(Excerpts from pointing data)
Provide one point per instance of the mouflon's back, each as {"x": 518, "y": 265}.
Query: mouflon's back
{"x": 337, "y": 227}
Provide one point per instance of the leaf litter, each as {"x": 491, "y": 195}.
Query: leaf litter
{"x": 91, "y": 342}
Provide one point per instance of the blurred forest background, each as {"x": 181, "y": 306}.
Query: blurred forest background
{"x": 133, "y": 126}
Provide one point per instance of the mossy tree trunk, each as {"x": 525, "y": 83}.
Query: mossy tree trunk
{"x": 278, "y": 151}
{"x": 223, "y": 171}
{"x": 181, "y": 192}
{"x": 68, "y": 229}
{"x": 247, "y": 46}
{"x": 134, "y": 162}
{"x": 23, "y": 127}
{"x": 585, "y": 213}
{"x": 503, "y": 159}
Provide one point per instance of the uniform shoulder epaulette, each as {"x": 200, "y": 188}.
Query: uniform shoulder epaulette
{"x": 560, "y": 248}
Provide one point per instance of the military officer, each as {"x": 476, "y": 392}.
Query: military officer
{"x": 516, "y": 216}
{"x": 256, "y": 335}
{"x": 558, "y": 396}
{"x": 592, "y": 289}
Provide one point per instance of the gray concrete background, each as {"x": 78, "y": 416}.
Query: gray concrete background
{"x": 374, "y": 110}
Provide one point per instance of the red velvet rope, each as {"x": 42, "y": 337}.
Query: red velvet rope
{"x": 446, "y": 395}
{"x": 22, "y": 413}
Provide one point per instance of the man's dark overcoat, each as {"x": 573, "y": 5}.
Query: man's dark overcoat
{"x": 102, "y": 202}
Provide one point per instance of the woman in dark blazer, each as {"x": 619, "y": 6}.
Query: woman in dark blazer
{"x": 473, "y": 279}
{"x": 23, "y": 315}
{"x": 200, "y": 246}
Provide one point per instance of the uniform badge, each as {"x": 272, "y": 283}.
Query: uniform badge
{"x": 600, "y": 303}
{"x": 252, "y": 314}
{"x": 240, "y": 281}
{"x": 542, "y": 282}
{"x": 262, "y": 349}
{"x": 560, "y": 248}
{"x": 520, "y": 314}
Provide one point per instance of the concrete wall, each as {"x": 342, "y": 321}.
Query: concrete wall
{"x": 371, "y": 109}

▸ **TASK INSTRUCTIONS**
Please render the rows as a numbered list, from the line containing "Provide one point per instance of the red" through the final row, omitting any blank lines.

▸ **OUTPUT FOR THIS TASK**
1. Provide one point per instance of the red velvet rope, each as {"x": 42, "y": 337}.
2. Query: red velvet rope
3. {"x": 446, "y": 395}
4. {"x": 22, "y": 413}
5. Provide one point per instance of the man's dark overcoat, each as {"x": 573, "y": 5}.
6. Query: man's dark overcoat
7. {"x": 102, "y": 202}
8. Provide one point per instance of the woman in dark blazer, each as {"x": 619, "y": 6}.
9. Query: woman in dark blazer
10. {"x": 473, "y": 279}
11. {"x": 23, "y": 315}
12. {"x": 200, "y": 246}
13. Provide one point per instance of the uniform badge, each as {"x": 272, "y": 283}.
14. Query: uniform badge
15. {"x": 600, "y": 303}
16. {"x": 252, "y": 314}
17. {"x": 240, "y": 281}
18. {"x": 542, "y": 282}
19. {"x": 262, "y": 349}
20. {"x": 560, "y": 248}
21. {"x": 520, "y": 314}
22. Provide one point per instance of the concrete wall, each as {"x": 342, "y": 321}.
23. Query: concrete wall
24. {"x": 371, "y": 109}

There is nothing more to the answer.